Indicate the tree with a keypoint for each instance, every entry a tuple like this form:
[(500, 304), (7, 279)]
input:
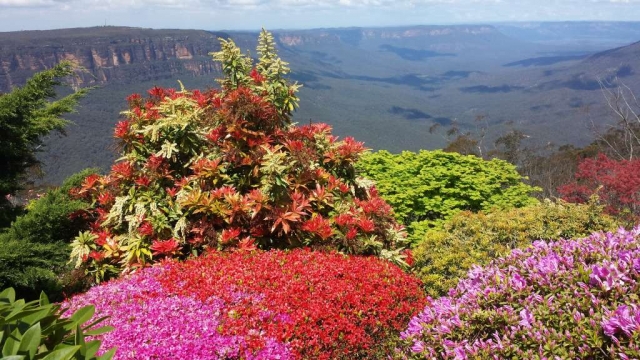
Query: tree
[(26, 115), (228, 170)]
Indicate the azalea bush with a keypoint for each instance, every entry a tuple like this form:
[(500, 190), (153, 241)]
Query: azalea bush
[(446, 254), (569, 299), (615, 182), (427, 187), (297, 304), (227, 169)]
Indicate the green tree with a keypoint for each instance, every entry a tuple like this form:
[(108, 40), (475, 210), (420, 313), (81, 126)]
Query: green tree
[(26, 115), (427, 187)]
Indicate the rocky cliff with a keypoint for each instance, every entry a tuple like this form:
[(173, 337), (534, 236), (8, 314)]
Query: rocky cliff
[(109, 54)]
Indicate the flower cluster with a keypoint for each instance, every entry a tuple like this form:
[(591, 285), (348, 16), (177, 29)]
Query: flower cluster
[(570, 299), (227, 169), (299, 304)]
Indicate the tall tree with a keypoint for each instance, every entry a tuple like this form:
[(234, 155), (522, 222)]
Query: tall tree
[(26, 115)]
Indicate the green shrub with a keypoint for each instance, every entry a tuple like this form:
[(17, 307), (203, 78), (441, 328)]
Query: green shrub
[(35, 250), (37, 330), (427, 187), (467, 239)]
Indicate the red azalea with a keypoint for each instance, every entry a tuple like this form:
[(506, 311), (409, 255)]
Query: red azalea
[(352, 233), (146, 229), (167, 247), (172, 191), (105, 198), (102, 237), (154, 162), (366, 225), (229, 234), (247, 244), (122, 169), (96, 255), (319, 226), (122, 129), (143, 181)]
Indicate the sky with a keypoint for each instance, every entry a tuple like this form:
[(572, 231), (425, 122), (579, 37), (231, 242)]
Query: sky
[(300, 14)]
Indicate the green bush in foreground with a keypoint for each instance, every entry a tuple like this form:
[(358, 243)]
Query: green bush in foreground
[(35, 250), (467, 239), (427, 187), (36, 330)]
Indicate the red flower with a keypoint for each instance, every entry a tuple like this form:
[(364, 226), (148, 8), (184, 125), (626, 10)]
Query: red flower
[(247, 244), (105, 198), (143, 181), (366, 225), (229, 234), (154, 162), (122, 170), (146, 229), (319, 226), (167, 247), (96, 255)]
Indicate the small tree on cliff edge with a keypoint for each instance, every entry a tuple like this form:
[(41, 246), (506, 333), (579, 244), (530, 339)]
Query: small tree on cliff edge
[(26, 115), (227, 170)]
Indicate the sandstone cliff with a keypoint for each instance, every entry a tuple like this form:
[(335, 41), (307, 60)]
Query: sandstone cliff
[(109, 54)]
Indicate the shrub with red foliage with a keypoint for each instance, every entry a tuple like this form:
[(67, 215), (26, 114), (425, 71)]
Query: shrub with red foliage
[(319, 305), (227, 169), (615, 182)]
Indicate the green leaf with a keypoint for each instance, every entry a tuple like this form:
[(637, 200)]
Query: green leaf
[(44, 300), (8, 296), (12, 344), (30, 341), (90, 349), (65, 353)]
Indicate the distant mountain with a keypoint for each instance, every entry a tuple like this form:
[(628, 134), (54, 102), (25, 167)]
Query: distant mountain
[(110, 54), (387, 87), (586, 34)]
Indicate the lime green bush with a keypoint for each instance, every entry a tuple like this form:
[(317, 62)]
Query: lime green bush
[(35, 250), (40, 330), (427, 187), (467, 239)]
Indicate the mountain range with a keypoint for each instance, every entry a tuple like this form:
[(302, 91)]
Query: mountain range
[(385, 86)]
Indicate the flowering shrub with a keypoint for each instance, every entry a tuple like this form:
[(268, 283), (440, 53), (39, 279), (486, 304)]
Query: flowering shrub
[(258, 305), (570, 299), (446, 254), (617, 184), (227, 169)]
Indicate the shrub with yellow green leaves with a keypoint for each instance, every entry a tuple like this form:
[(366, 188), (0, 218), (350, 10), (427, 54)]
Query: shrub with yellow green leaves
[(447, 253)]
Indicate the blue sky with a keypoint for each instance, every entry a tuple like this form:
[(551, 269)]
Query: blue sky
[(279, 14)]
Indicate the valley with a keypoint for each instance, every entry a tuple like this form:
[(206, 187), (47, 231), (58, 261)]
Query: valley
[(387, 87)]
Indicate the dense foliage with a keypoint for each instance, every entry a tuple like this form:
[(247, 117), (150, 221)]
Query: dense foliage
[(41, 330), (226, 169), (26, 115), (616, 182), (570, 299), (34, 250), (446, 254), (428, 186), (258, 305)]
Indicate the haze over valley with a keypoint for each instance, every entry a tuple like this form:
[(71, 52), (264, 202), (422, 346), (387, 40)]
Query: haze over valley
[(386, 86)]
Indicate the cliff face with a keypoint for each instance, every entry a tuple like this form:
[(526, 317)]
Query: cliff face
[(109, 54)]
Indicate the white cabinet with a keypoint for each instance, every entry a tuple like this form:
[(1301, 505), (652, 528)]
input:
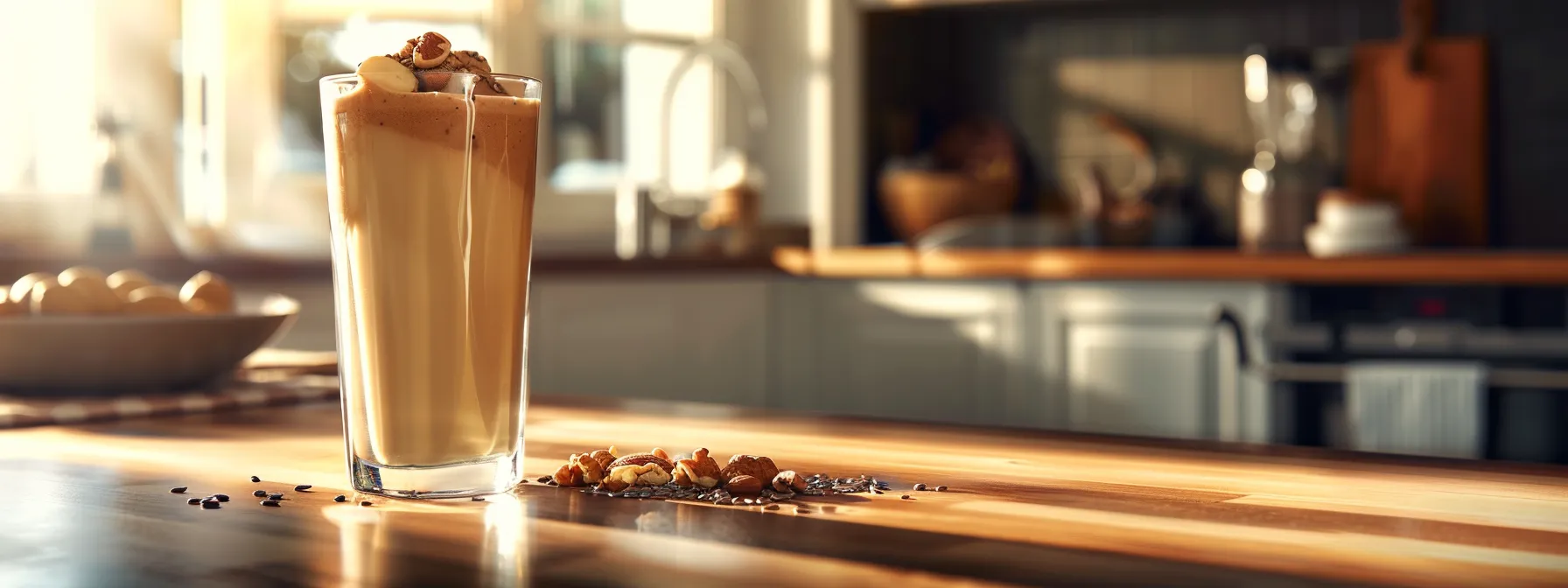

[WHAT IS EXPECTED] Can you update the material from its start through the line containing "[(26, 115), (228, 170)]", replacing "keypoint" with "marker" and keeping everything else the same? Leave the pictures out.

[ANSWER TO THE TASK]
Indicate the tree with a marker for each instance, every entry a tuple like this form:
[(500, 304), (7, 279)]
input:
Query: tree
[(26, 115), (228, 170)]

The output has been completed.